START
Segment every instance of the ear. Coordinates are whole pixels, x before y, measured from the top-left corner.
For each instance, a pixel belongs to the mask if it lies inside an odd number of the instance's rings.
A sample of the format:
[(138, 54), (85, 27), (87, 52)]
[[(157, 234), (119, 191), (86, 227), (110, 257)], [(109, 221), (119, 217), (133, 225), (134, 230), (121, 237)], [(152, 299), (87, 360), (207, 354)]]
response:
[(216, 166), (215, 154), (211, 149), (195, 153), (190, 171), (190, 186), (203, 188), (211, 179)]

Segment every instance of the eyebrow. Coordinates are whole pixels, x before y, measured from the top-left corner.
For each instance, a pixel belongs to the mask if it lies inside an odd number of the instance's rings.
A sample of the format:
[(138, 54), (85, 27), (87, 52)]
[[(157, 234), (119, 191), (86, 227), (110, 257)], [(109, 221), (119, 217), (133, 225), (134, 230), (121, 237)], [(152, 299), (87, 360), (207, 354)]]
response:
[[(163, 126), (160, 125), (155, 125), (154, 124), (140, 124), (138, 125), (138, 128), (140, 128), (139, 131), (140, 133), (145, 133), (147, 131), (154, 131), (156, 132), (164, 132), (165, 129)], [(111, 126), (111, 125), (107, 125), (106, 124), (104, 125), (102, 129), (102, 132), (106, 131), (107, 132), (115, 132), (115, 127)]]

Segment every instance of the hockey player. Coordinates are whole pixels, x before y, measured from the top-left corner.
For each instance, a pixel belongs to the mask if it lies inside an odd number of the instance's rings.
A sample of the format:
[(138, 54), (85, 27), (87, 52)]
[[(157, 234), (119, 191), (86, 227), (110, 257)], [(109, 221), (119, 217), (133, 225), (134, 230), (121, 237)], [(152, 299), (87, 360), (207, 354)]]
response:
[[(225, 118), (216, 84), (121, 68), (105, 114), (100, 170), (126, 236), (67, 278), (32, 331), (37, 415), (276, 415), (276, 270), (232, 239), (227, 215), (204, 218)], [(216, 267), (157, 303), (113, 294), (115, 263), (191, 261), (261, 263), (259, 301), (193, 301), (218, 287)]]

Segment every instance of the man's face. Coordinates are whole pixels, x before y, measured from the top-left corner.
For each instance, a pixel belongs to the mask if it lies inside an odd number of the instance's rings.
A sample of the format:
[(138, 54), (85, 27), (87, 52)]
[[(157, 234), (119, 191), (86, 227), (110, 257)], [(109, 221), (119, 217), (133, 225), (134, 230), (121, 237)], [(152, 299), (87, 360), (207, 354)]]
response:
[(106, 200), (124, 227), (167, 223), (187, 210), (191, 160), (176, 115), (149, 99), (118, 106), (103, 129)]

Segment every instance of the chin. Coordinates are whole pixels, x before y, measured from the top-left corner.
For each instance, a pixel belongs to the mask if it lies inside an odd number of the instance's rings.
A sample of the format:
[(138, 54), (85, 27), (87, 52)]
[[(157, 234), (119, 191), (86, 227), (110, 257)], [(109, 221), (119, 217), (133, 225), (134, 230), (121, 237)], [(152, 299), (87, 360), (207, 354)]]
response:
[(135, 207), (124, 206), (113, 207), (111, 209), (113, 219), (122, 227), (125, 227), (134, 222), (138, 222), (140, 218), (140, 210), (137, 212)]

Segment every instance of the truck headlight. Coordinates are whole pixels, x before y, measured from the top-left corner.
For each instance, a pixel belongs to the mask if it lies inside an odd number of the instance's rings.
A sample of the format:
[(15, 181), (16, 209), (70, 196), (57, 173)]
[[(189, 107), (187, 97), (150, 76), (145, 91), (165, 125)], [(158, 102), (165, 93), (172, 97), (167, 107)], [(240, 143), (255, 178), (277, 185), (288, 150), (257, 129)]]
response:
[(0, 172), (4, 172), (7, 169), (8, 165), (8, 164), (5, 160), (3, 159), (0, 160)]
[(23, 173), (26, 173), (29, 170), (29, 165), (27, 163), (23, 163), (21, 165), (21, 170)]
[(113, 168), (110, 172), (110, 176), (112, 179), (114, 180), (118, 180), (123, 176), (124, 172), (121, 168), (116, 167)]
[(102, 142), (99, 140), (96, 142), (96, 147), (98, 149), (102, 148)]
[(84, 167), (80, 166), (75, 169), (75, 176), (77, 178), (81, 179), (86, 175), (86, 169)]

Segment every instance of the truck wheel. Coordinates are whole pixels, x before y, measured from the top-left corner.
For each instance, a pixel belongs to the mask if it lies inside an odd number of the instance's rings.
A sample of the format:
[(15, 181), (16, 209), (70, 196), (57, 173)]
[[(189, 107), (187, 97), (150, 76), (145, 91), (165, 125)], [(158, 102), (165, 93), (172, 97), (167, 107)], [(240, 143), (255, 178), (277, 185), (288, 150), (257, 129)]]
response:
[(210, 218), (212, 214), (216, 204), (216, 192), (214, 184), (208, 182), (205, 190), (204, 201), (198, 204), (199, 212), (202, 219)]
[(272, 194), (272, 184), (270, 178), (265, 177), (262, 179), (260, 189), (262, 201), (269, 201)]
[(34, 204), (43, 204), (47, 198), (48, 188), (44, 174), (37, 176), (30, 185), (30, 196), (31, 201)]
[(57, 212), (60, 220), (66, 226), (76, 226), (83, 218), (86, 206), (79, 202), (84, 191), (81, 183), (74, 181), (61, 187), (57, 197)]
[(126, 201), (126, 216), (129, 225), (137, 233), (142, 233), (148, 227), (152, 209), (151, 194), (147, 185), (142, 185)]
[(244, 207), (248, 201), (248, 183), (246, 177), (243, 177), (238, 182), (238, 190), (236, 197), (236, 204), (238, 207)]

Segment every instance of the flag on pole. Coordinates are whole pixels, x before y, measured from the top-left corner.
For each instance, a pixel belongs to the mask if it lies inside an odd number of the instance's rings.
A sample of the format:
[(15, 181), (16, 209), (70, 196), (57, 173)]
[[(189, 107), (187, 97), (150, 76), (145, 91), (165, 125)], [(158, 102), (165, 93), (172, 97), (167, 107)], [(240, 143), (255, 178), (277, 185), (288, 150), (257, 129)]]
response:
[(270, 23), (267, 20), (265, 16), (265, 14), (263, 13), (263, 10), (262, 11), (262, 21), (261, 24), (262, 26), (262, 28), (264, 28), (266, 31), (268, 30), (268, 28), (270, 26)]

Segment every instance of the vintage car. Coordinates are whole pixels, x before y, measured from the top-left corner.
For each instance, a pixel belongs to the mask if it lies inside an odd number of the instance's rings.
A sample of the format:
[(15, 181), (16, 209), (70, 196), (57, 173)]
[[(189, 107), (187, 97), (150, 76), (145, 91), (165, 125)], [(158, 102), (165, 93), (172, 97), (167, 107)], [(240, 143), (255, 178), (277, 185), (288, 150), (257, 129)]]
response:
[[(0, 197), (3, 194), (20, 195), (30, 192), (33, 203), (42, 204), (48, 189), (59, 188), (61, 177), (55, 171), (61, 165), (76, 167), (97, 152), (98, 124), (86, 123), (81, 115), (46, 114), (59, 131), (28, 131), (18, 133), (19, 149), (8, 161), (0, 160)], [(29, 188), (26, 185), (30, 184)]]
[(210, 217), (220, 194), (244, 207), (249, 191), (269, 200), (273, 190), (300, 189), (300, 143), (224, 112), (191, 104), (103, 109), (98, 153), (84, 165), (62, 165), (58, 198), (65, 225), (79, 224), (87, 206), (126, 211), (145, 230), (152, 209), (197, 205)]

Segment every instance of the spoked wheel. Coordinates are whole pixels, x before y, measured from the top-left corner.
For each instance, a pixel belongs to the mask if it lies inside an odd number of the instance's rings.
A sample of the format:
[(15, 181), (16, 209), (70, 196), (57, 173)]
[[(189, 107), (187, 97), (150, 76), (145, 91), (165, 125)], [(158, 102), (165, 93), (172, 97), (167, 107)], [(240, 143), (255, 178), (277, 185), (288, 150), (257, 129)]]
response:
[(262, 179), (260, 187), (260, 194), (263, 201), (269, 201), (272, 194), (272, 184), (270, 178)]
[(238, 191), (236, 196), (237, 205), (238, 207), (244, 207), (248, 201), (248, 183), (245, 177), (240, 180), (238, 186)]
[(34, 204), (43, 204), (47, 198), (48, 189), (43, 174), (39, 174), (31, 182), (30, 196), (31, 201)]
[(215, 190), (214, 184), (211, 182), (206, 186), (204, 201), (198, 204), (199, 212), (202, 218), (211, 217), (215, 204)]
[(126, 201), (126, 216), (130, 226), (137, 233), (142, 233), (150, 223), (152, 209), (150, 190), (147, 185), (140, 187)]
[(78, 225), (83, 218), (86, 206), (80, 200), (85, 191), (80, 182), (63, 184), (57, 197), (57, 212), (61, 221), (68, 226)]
END
Task description ▸ Could you retype the lines that start with the one containing "Segment every instance of the spoked" and run through the last of the rows, keeping every character unchanged?

Reply ▸
Segment every instance of the spoked wheel. Coordinates are whole pixels, x before y, measured from the top-left corner.
For each instance, a pixel belongs to the mask if it lies inside an odd number of the instance's rings.
A sample of the format:
[(15, 181), (16, 209), (70, 196), (57, 173)]
[[(189, 107), (187, 97), (150, 76), (145, 91), (165, 125)], [(158, 102), (165, 93), (172, 97), (167, 107)], [(240, 143), (255, 178), (277, 185), (288, 150), (257, 129)]]
response:
[(262, 179), (260, 187), (260, 194), (263, 201), (269, 201), (272, 194), (272, 184), (270, 178)]
[(238, 191), (236, 196), (237, 205), (238, 207), (244, 207), (248, 201), (248, 183), (245, 177), (240, 180), (238, 186)]
[(34, 204), (43, 204), (47, 198), (48, 189), (43, 174), (39, 174), (31, 182), (30, 196), (31, 201)]
[(215, 190), (214, 184), (211, 182), (206, 186), (204, 201), (198, 204), (199, 212), (202, 218), (211, 217), (215, 204)]
[(126, 201), (126, 216), (130, 226), (137, 233), (142, 233), (150, 223), (152, 209), (150, 190), (147, 185), (140, 187)]
[(78, 225), (83, 218), (86, 206), (80, 200), (85, 191), (80, 182), (63, 184), (57, 197), (57, 212), (61, 221), (68, 226)]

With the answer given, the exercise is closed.